▶ [Consignes de travail]:
**A)** Dans le texte sur le déséquilibre significatif, quelle juridiction avait condamné la société GALEC par son arrêt du 1er juillet 2015 ?
**B)** Modifiez le texte sur le déséquilibre significatif en reprenant tout ce qui va de « C’est ainsi que » jusqu’à « Code de commerce. », et mettez « remise de fin d’année » à la place de « ristourne de fin d’année ».
**C)** Reprenez le texte sur le déséquilibre significatif à partir de l’endroit où il s’arrête.

▶ [Texte donné]:
Déséquilibre significatif : confirmation de la condamnation d’une enseigne de la grande distribution à une restitution de 61 millions d’euros
En seulement quelques mois, la Cour de cassation a rendu trois arrêts, les 4 octobre 2016 (voir notamment notre article sur LEXplicite), 25 janvier 2017 et du 26 avril 2017 confirmant les condamnations d’enseignes de la grande distribution pour avoir soumis leurs fournisseurs à un déséquilibre significatif.
C’est ainsi que dans son arrêt du 25 janvier 2017, la Cour de cassation a approuvé l’arrêt de la cour d’appel de Paris du 1er juillet 2015 qui avait condamné la société GALEC- groupement d’achat des centres Leclerc (Cass. com., 25 janvier 2017, n°15-23.547).
Plus précisément, le déséquilibre significatif condamné dans cette affaire portait sur le versement d’une ristourne de fin d’année (RFA) prévue par la convention unique conclue entre le GALEC et ses fournisseurs en application de l’article L.441-7 du Code de commerce.

▶ [Enregistrements bruts]:

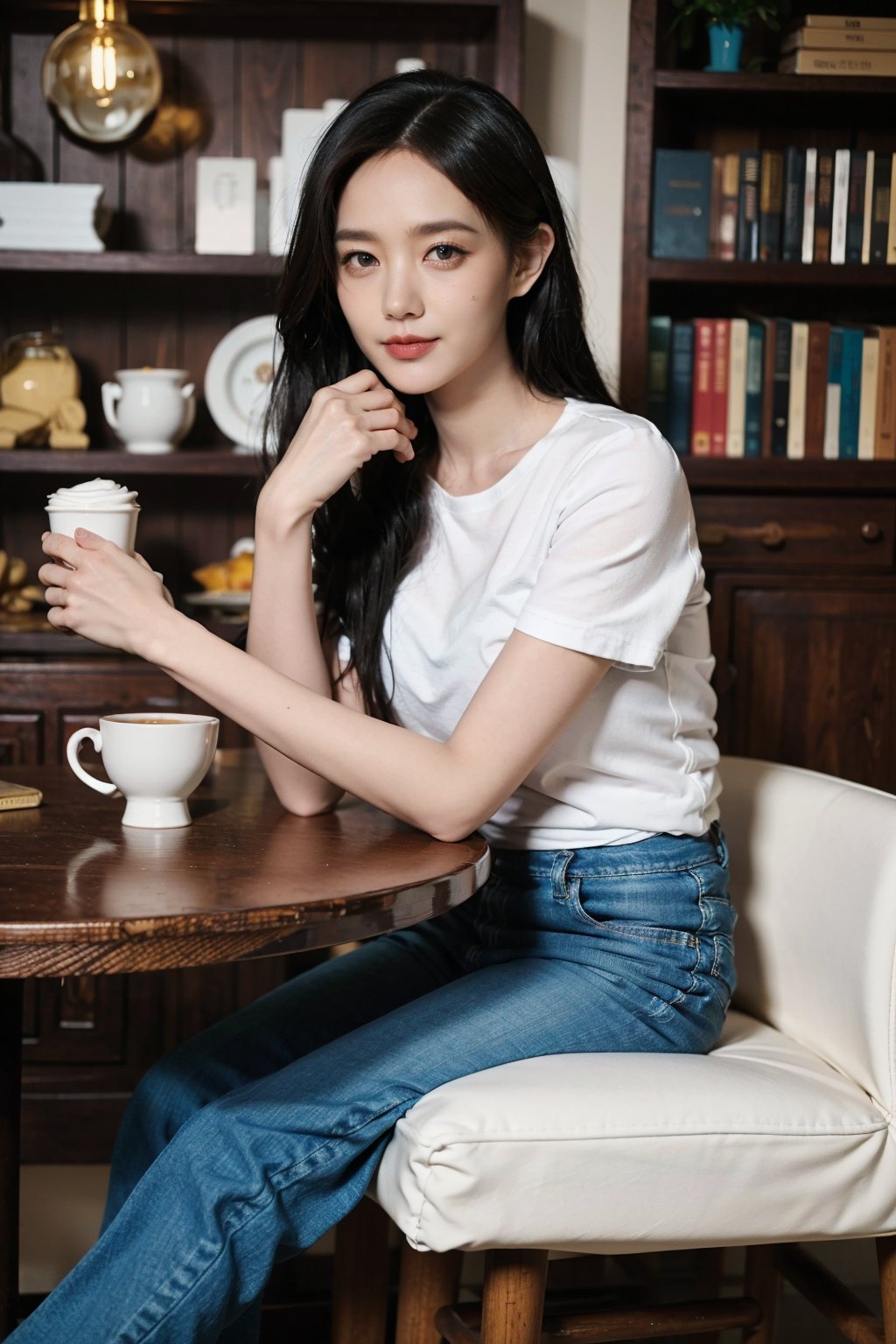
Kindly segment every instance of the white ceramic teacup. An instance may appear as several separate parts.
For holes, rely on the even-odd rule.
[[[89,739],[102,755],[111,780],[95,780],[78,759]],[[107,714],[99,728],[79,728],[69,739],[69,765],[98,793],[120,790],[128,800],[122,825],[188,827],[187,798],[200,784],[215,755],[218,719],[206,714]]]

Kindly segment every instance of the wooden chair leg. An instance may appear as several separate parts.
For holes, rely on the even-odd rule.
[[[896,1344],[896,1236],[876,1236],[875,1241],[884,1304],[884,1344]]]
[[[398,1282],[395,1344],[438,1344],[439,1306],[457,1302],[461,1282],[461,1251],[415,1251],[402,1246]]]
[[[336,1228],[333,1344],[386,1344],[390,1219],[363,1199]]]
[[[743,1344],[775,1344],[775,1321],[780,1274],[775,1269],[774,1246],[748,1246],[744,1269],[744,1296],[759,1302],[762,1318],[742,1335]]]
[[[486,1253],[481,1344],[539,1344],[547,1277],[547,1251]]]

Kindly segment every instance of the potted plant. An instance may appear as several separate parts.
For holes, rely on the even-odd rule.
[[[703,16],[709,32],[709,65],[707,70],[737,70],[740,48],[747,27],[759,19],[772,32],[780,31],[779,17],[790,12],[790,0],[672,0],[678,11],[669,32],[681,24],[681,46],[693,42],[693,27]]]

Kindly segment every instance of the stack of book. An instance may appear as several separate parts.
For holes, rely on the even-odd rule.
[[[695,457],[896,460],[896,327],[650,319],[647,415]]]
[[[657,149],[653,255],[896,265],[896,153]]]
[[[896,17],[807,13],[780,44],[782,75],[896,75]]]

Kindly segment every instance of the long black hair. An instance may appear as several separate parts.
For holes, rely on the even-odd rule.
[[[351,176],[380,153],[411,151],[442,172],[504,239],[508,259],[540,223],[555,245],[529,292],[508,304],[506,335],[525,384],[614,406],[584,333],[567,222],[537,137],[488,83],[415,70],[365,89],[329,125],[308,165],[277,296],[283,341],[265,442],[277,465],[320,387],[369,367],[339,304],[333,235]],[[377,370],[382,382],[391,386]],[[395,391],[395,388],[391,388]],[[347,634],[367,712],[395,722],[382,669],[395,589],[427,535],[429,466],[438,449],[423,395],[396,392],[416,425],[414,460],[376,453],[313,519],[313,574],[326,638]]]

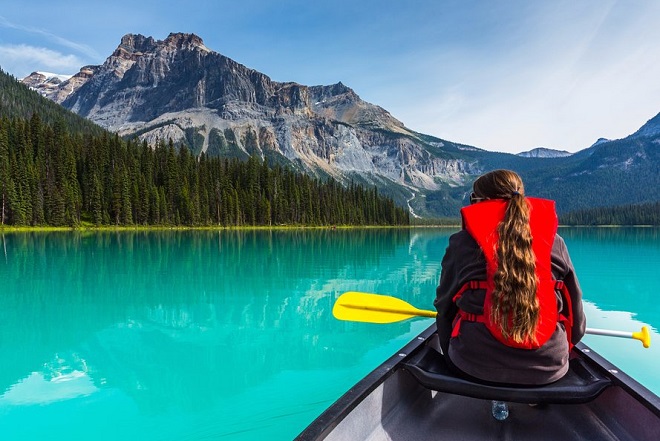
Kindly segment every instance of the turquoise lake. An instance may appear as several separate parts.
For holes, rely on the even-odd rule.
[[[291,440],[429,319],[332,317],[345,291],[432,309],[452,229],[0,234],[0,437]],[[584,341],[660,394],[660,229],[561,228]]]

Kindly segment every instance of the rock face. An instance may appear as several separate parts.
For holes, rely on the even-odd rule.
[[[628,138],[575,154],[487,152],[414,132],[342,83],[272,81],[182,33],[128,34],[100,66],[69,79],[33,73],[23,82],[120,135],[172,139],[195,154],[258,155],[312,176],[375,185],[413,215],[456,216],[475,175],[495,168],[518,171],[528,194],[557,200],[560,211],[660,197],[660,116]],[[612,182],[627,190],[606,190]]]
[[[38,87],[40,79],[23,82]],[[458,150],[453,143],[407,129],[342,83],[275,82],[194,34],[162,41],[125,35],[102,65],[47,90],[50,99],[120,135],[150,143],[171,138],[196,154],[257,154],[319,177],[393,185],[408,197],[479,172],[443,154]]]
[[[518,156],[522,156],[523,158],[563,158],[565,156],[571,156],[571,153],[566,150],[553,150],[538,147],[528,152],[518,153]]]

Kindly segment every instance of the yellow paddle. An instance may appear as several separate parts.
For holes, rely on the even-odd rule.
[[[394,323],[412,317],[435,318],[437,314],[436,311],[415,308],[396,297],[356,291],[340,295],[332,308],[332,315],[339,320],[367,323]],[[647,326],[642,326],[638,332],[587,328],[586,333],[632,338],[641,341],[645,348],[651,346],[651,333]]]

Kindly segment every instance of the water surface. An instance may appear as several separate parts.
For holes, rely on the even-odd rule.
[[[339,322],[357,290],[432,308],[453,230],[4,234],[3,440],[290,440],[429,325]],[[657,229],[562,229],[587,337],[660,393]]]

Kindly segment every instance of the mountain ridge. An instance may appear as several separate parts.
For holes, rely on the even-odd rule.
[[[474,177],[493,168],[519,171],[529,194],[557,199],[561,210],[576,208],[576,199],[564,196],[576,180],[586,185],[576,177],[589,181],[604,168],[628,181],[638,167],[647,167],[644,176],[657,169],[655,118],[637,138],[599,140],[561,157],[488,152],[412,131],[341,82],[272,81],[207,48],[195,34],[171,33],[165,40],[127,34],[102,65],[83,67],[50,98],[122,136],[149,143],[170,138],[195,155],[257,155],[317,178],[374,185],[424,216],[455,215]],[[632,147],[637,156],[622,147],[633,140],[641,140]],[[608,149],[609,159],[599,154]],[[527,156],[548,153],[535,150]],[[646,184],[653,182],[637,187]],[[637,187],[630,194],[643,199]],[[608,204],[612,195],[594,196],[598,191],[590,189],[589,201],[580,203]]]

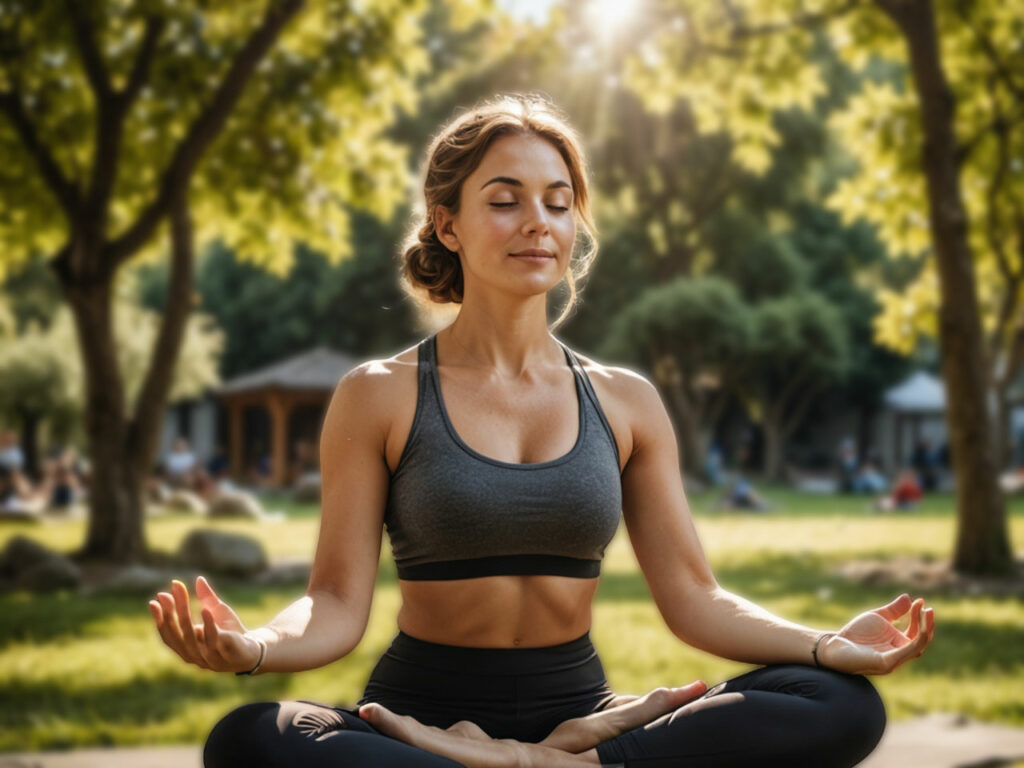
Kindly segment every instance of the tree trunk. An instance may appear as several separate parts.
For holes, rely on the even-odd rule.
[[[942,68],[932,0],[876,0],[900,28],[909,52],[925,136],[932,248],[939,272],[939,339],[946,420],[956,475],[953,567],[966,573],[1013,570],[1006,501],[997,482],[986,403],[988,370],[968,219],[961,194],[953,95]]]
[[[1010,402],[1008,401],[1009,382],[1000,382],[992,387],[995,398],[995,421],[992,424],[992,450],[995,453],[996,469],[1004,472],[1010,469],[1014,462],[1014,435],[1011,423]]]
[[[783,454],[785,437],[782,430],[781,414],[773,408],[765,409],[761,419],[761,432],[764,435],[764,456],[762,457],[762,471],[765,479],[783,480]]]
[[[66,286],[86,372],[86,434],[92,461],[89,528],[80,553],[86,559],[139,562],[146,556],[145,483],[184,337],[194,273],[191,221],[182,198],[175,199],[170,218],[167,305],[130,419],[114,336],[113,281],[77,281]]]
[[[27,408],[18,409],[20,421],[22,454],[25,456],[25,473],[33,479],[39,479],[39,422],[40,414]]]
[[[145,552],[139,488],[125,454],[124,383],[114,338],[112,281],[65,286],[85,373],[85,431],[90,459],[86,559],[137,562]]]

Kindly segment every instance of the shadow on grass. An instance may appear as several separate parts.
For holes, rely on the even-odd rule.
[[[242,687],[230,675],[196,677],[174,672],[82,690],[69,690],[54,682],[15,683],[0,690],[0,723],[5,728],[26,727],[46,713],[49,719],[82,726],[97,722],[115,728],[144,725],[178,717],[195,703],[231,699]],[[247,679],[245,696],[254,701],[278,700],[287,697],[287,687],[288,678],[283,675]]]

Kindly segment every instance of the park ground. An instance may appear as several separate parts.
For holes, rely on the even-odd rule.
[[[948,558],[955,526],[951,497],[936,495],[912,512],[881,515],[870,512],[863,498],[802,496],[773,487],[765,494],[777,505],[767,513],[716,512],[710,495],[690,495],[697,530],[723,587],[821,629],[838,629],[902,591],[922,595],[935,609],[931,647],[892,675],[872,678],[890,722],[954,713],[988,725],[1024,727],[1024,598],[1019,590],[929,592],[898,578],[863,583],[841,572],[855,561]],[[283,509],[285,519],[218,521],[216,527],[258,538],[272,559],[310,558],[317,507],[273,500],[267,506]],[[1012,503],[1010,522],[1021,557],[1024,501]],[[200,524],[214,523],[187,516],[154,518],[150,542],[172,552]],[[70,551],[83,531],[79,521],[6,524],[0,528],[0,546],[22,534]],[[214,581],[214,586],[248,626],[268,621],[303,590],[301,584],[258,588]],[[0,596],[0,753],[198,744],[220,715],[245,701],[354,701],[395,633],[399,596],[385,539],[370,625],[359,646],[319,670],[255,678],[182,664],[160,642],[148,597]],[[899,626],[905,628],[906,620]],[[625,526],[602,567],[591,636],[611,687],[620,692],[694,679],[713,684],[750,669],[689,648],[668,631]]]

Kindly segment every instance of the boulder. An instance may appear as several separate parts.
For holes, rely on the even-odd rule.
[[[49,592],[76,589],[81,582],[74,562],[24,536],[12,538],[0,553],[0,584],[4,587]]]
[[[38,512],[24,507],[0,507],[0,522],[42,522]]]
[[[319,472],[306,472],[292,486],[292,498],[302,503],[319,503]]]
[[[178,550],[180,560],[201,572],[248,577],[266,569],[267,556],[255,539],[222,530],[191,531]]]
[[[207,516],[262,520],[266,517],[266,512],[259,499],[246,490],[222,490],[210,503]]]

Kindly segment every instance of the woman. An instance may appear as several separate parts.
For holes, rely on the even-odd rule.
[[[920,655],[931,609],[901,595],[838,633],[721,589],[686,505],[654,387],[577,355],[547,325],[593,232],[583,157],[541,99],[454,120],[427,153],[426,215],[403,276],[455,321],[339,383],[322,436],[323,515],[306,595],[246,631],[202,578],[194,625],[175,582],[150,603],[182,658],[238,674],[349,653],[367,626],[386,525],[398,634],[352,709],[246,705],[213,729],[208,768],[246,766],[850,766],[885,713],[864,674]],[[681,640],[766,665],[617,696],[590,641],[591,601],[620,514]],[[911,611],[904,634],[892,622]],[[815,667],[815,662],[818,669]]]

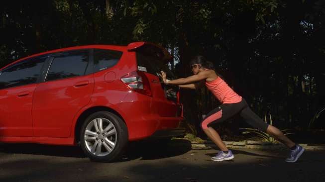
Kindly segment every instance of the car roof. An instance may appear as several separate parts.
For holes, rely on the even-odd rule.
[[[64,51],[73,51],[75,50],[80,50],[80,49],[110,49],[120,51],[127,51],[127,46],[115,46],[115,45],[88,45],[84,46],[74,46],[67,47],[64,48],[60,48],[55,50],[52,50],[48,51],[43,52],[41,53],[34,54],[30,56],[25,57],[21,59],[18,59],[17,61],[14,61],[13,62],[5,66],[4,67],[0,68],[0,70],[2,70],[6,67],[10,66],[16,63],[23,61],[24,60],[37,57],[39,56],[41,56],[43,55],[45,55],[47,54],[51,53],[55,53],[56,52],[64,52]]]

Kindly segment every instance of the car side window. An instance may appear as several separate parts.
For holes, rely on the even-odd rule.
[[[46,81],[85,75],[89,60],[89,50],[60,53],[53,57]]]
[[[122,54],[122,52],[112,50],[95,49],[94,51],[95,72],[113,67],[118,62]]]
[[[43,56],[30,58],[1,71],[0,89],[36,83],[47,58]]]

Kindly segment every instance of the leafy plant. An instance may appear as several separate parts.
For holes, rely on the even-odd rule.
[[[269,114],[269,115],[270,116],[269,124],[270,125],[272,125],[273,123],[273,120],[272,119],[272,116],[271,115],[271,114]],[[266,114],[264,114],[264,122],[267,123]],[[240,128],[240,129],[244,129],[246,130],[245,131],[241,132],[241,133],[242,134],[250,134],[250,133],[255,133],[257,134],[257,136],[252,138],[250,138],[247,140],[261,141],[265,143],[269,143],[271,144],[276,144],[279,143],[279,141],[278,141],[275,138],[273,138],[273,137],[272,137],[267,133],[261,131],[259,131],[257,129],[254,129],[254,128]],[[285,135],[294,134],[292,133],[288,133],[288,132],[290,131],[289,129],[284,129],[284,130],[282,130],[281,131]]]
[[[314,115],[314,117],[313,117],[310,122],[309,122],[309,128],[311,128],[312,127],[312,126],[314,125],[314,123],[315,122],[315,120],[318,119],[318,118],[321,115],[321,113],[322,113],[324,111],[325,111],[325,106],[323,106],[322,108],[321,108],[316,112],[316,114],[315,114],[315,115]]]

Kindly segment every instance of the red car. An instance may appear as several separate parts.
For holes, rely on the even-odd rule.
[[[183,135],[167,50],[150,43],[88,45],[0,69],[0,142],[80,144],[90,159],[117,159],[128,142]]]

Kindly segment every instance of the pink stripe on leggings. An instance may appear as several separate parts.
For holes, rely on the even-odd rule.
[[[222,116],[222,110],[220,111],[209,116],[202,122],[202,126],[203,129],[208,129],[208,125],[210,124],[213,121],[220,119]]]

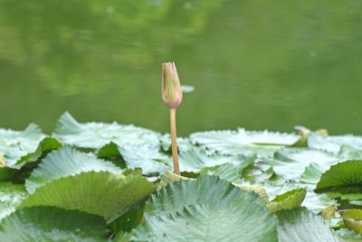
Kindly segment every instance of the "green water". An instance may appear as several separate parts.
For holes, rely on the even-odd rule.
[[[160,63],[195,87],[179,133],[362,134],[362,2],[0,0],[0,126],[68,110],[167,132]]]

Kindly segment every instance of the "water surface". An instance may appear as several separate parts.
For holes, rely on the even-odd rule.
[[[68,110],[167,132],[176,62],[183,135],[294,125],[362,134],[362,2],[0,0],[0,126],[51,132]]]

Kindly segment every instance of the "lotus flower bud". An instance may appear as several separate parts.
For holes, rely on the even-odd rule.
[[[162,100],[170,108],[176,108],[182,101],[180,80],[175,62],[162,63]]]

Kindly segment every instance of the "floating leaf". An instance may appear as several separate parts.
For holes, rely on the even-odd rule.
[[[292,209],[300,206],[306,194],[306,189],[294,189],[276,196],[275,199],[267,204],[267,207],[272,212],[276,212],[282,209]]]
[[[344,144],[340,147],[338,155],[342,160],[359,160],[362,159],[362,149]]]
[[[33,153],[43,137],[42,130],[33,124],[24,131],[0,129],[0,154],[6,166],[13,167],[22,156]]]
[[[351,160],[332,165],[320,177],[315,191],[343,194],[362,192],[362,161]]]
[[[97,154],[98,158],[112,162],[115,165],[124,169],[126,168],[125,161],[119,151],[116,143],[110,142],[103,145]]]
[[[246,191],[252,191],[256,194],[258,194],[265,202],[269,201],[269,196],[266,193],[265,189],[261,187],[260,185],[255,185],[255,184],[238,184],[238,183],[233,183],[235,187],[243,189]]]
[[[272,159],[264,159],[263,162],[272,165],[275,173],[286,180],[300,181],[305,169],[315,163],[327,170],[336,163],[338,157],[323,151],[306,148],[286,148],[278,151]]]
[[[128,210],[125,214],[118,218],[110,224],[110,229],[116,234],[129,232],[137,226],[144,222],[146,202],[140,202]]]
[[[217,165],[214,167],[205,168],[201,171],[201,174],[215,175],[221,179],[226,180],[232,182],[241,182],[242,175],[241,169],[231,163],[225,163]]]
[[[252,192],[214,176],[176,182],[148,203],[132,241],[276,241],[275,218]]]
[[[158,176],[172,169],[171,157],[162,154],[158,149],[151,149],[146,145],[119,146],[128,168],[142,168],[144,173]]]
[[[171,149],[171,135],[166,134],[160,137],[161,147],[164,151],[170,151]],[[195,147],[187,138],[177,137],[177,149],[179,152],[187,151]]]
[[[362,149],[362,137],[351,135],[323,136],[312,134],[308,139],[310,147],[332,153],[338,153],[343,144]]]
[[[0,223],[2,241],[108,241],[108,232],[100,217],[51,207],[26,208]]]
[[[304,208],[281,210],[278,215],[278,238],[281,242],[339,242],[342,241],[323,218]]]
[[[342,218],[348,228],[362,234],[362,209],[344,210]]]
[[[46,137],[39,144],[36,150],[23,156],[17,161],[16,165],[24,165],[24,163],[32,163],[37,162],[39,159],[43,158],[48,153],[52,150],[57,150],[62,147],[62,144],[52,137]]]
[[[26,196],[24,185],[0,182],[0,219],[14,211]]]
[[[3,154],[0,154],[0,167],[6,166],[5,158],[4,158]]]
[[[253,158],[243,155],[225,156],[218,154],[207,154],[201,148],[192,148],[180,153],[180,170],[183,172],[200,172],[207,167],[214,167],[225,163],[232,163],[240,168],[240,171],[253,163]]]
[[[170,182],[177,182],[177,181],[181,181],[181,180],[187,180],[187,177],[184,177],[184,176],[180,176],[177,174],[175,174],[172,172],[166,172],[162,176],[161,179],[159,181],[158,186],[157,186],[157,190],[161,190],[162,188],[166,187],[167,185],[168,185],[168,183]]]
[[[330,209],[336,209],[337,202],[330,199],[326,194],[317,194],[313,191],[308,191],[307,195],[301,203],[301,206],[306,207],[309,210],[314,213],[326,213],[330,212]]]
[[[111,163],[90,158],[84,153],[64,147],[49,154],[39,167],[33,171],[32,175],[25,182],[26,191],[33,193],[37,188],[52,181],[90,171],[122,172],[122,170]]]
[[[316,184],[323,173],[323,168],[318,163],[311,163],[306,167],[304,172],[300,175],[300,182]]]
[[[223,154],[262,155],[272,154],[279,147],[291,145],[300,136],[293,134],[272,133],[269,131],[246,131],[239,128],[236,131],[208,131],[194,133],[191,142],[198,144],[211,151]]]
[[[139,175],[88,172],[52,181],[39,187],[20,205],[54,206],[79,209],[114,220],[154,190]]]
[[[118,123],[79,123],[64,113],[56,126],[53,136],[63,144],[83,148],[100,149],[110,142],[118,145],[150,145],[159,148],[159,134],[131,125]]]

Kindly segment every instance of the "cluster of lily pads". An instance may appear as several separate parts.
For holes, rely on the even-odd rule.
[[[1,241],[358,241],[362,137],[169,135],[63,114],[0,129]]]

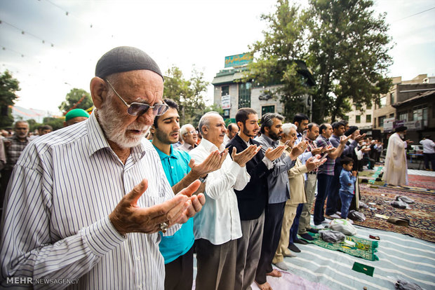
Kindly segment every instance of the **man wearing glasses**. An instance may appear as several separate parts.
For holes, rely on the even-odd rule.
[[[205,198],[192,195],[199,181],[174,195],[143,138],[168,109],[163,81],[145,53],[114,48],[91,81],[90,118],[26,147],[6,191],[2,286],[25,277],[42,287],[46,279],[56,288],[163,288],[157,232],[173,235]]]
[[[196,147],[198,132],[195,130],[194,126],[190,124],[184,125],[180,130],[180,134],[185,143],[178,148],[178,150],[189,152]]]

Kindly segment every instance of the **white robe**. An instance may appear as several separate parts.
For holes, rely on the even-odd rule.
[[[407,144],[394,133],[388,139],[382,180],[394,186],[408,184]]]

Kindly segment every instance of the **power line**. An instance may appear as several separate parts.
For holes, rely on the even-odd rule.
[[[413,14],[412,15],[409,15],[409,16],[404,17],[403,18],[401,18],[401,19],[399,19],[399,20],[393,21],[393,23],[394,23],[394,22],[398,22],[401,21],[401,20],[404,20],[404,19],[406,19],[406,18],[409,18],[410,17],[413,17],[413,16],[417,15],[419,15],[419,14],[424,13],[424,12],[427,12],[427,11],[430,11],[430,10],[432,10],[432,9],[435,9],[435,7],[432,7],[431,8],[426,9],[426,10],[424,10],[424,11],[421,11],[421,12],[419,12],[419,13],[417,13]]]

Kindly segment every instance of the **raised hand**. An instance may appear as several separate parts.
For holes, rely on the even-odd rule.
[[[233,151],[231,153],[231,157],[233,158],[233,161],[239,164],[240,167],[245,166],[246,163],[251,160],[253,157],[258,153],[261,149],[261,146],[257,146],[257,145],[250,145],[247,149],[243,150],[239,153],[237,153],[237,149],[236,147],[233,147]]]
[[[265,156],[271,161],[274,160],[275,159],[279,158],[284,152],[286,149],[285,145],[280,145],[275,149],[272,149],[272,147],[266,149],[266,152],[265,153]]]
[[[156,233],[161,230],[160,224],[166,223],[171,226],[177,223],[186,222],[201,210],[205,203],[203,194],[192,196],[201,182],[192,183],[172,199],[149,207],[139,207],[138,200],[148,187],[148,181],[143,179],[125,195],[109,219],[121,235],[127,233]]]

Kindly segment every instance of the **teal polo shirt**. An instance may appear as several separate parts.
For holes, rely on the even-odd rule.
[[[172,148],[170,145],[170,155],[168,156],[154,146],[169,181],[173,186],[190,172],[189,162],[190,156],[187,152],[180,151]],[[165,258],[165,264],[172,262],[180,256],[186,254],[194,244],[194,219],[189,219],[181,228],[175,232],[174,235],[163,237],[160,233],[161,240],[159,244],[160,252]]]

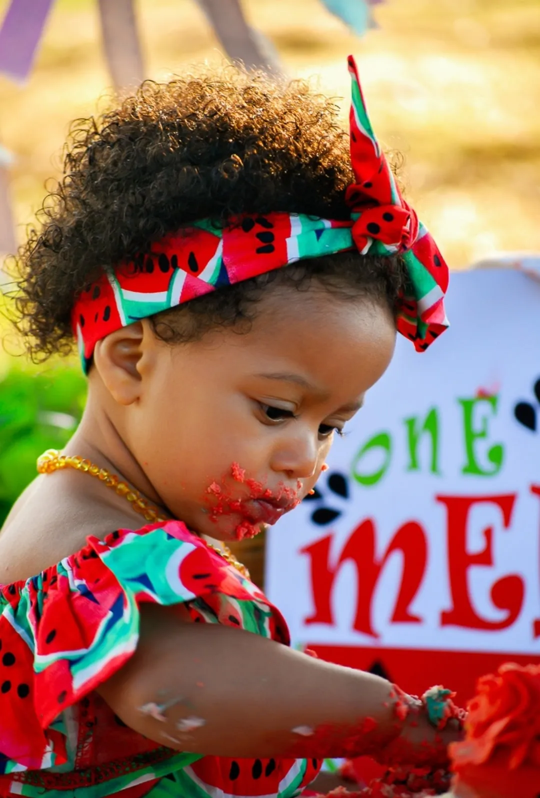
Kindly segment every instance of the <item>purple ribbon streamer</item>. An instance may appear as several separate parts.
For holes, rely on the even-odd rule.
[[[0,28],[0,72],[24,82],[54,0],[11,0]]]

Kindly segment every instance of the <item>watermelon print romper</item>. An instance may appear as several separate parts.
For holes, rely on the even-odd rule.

▶ [Exercices corrigés]:
**A)** La cour d’appel de Paris.

**B)**
C’est ainsi que dans son arrêt du 25 janvier 2017, la Cour de cassation a approuvé l’arrêt de la cour d’appel de Paris du 1er juillet 2015 qui avait condamné la société GALEC- groupement d’achat des centres Leclerc (Cass. com., 25 janvier 2017, n°15-23.547).
Plus précisément, le déséquilibre significatif condamné dans cette affaire portait sur le versement d’une remise de fin d’année (RFA) prévue par la convention unique conclue entre le GALEC et ses fournisseurs en application de l’article L.441-7 du Code de commerce.

**C)**
Selon les juges parisiens, ces RFA ne correspondaient à aucune contrepartie réelle et étaient payées de surcroît par un système d’acomptes réglés dans un délai plus court que celui des marchandises.
Parmi les différents moyens du pourvoi invoqués pour tenter d’obtenir la cassation de l’arrêt d’appel, deux retiennent plus particulièrement l’attention en ce qu’ils critiquaient directement la possibilité pour le juge de caractériser un déséquilibre significatif résultant d’une RFA qui, selon les termes du pourvoi, constitue une « simple réduction du prix » :
- le premier affirmait que la décision n°2010-85 du 13 janvier 2011 du Conseil constitutionnel avait considéré que la notion de déséquilibre significatif était suffisamment précise au regard du principe de la légalité des délits et des peines dans la mesure où elle figurait déjà dans le Code de la Consommation au titre de la prohibition des clauses abusives. Or, l’article L.212-1 du Code de la consommation dispose que l’appréciation du caractère abusif des clauses ne peut pas porter sur l’adéquation du prix au bien vendu.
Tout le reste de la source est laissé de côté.